Please pick out each line in the records below that contains the word "target" and copy those lines. Case matters, so a match must have the same capitalization.

── RECORD LIST

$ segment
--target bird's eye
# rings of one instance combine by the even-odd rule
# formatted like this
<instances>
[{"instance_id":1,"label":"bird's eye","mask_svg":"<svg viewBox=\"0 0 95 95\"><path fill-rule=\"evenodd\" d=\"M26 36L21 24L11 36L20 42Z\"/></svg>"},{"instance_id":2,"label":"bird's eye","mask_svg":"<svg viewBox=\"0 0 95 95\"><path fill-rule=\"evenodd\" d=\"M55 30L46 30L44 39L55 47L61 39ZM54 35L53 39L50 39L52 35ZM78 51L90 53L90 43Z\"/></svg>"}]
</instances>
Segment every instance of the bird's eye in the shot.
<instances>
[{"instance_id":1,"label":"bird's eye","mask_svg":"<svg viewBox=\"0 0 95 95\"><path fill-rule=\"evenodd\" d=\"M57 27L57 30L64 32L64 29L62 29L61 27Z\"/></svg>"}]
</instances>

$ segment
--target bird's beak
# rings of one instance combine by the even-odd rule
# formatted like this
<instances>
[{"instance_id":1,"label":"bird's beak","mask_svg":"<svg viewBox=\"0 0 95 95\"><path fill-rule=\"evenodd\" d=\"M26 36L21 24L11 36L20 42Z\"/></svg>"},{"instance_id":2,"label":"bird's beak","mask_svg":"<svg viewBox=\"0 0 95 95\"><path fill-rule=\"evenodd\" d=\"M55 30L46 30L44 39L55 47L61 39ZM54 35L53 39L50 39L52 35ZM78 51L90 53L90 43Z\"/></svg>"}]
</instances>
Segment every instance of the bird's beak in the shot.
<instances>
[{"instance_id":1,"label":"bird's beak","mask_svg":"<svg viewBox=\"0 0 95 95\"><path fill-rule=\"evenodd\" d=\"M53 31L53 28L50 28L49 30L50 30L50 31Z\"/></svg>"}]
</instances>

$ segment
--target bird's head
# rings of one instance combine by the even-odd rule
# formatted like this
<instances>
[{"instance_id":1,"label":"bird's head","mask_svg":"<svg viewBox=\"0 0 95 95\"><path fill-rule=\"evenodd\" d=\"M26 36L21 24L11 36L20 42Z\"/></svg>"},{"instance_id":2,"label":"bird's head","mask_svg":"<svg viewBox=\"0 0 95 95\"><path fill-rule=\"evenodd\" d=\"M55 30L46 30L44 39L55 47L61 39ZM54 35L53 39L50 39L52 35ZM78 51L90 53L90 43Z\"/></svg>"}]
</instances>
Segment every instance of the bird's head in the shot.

────

▶ [ANSWER TO THE PROBLEM]
--target bird's eye
--target bird's beak
--target bird's head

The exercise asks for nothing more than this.